Render every line of the items below as a Markdown table with the columns n and Line, one row per line, skipping blank lines. Leave the pictures out of the table.

• **Outline annotation items**:
----------------------------------------

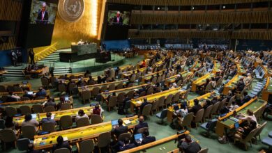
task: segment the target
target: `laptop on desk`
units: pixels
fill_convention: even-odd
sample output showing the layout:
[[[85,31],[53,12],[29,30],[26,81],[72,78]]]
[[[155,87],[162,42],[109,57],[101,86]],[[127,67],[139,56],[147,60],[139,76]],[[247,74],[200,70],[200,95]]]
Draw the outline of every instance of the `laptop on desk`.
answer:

----------------------------------------

• **REPLY**:
| n | Line |
|---|---|
| 1 | task: segment the target |
| 2 | target: `laptop on desk` |
| 3 | units: pixels |
| 4 | fill_convention: even-odd |
| 5 | sample output showing the layout: |
| 6 | [[[85,31],[53,12],[29,30],[26,81],[72,78]]] |
| 7 | [[[155,87],[162,42],[109,57],[101,86]],[[127,67],[139,56],[147,60],[139,76]],[[247,74],[200,70],[200,95]]] |
| 8 | Draw the outline of every instance of the `laptop on desk`. |
| 9 | answer: |